WORK TO COMPLETE: Every line in the records below with the string "still" needs to be copied out.
-- Opening Marker --
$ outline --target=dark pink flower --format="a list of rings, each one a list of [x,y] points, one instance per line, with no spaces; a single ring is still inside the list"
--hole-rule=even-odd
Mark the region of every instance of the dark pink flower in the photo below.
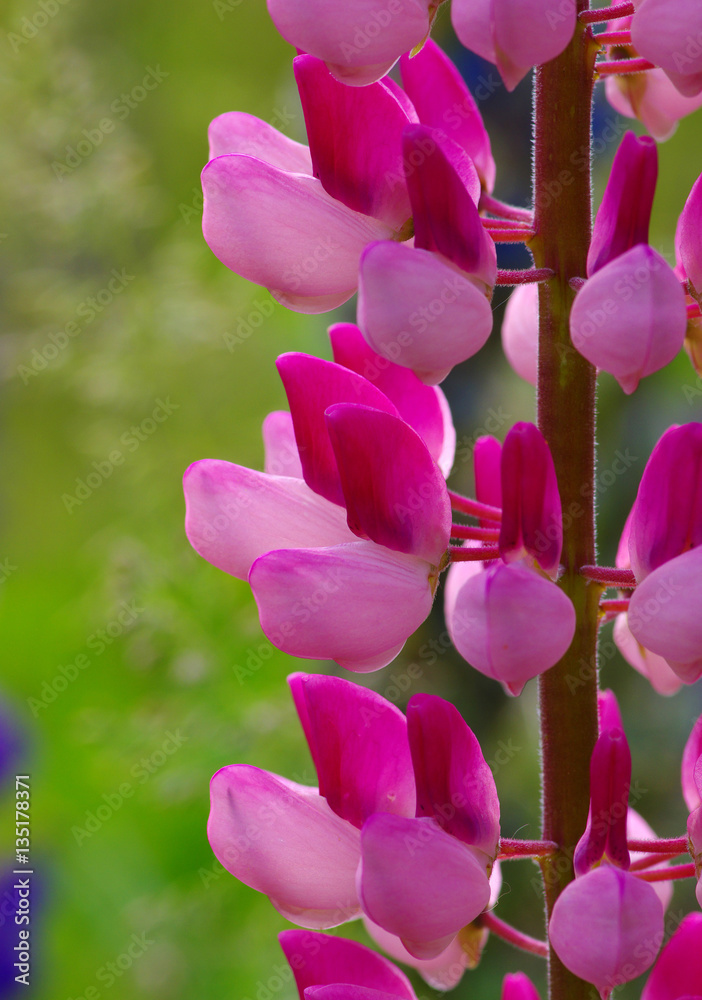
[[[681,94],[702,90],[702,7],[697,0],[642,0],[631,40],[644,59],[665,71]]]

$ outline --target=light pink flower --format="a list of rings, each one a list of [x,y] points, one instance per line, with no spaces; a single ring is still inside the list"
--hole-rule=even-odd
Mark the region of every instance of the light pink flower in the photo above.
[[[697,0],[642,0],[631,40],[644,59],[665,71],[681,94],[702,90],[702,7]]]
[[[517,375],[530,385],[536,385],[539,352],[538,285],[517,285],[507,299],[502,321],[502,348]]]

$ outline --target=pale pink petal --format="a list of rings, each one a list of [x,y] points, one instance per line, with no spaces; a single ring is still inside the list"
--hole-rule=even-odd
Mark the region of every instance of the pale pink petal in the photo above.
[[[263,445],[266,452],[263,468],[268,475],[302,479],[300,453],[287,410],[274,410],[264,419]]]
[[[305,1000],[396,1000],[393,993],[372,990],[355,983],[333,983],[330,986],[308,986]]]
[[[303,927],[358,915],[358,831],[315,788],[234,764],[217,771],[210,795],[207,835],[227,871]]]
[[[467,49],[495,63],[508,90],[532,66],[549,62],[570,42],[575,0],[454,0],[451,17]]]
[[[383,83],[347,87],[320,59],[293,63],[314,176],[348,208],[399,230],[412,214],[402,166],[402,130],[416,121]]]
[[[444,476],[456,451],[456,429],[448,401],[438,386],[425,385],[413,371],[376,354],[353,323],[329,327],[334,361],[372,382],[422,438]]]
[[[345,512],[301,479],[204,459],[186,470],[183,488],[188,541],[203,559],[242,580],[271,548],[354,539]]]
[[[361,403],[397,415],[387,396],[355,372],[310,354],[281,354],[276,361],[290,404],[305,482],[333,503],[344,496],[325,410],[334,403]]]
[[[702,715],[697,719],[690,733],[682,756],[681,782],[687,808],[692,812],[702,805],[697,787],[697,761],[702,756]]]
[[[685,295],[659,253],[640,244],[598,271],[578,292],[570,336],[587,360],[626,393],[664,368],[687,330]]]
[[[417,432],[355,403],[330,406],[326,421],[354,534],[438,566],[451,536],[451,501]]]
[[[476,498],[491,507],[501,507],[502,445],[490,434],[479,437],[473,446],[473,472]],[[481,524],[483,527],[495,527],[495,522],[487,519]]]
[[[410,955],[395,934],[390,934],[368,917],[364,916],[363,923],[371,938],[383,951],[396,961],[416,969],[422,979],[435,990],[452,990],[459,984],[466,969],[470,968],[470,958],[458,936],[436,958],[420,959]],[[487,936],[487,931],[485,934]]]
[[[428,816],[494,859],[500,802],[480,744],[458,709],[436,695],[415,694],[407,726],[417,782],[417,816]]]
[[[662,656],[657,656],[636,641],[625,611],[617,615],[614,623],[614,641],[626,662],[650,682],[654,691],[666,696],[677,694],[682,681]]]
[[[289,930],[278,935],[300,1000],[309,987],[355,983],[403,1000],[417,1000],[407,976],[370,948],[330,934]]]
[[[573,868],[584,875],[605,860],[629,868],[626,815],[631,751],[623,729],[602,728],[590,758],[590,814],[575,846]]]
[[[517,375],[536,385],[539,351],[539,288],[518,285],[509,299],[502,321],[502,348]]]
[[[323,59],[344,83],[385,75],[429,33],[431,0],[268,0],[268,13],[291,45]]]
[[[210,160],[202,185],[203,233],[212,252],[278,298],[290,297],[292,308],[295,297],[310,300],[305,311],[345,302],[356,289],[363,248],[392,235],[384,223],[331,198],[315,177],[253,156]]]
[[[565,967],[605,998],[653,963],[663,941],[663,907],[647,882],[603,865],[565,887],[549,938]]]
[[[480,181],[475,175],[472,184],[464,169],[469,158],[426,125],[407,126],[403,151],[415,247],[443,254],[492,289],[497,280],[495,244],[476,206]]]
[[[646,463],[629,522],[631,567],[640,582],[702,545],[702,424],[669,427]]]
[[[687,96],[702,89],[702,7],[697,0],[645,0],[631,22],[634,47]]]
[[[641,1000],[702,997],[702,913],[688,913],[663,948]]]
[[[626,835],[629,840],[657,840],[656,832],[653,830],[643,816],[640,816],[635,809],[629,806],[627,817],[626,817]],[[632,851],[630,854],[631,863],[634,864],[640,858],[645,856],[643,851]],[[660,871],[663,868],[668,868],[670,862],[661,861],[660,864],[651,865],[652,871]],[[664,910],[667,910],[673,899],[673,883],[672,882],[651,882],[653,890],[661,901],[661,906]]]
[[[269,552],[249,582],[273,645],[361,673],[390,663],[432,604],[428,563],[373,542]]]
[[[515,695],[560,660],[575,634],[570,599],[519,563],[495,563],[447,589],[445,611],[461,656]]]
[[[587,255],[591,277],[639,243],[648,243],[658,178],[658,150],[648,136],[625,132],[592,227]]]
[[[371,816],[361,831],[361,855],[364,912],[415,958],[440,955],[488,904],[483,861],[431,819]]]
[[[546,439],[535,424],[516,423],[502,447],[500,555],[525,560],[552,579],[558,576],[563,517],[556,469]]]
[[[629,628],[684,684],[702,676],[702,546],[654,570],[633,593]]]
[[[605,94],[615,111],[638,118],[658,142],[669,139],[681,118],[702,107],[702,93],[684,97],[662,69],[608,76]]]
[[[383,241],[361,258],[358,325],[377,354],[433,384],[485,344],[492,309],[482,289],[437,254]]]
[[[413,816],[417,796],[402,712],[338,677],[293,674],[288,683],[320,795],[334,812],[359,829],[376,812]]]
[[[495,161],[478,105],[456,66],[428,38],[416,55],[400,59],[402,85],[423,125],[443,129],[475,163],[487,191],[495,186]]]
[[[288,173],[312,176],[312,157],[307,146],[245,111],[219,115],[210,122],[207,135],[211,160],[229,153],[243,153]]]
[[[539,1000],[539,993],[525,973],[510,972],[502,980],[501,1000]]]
-- Closing Marker --
ANSWER:
$ outline --target=dark pink flower --format="a list of rings, each one a list of [x,y] points, one instance per line, with no spaces; a single ring is still inside the list"
$ outline --target=light pink flower --format="a list of rings, each one a list of [x,y] points, one instance per line, with no spaces; a single ring is still inside the list"
$ outline --target=pale pink petal --format="a list of rings, each one a list of [x,y] points, one instance per line, with no spaces; a single ring is still inside the list"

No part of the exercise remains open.